Problem:
Reproduce the lines from the one holding "Task: place a pin on each instance of the deer face." to the end of the entries. Include both ends and change nothing.

Segment Start: Input records

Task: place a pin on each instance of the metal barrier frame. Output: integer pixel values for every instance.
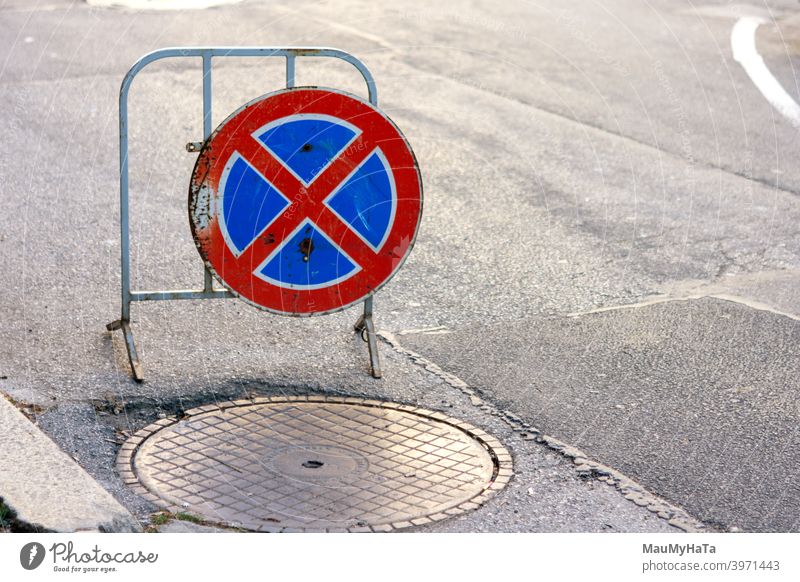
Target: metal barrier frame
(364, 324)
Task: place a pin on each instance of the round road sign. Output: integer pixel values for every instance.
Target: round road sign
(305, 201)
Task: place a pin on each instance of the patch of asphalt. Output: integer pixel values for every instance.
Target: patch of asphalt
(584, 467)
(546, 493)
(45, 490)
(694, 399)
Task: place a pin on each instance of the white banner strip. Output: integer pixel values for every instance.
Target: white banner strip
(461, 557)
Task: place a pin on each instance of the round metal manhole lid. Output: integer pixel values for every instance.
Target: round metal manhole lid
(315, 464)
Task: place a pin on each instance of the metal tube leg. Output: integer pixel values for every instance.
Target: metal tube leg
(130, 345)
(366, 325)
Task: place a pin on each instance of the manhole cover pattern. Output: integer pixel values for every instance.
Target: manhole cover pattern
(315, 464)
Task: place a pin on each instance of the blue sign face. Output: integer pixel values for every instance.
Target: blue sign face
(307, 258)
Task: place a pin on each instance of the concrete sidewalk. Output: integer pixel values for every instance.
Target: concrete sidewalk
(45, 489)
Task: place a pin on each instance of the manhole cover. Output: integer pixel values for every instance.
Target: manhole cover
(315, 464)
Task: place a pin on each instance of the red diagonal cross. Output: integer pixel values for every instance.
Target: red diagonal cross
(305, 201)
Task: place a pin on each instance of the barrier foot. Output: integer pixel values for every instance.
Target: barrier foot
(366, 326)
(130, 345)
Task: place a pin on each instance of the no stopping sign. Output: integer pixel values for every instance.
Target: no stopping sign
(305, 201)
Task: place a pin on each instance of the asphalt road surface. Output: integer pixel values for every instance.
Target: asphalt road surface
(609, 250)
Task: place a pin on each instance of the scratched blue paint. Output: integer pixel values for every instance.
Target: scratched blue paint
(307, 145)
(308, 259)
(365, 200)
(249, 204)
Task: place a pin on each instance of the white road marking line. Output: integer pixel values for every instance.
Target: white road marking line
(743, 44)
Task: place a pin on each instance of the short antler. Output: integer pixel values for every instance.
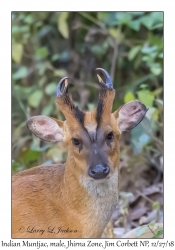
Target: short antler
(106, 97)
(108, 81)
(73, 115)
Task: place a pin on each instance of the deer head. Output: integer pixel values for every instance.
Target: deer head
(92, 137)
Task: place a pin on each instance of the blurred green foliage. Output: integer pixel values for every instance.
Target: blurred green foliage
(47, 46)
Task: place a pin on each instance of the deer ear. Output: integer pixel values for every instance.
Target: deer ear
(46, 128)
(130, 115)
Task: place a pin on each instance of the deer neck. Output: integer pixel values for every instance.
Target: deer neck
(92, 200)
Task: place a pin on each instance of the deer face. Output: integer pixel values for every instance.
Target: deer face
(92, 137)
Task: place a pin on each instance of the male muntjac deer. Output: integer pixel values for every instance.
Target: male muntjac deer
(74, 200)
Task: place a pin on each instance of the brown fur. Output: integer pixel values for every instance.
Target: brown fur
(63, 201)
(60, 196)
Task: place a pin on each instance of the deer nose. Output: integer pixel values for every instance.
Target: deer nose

Segment End: Input records

Finished task:
Task: place a pin on each instance of the deer face. Output: integer pixel values for every instance.
Target: deer face
(92, 137)
Task: place a pin on each instance of the male muntjac deer. Output: integer pixel values for every instance.
Target: male muntjac deer
(74, 200)
Task: place a pin on each instance of the brown fur. Output: integer pixel values for every instance.
Target: brown fur
(63, 201)
(60, 196)
Task: place a pin on each instance of the deer nose. Output: integer pixel values for every instance.
Target: deer nose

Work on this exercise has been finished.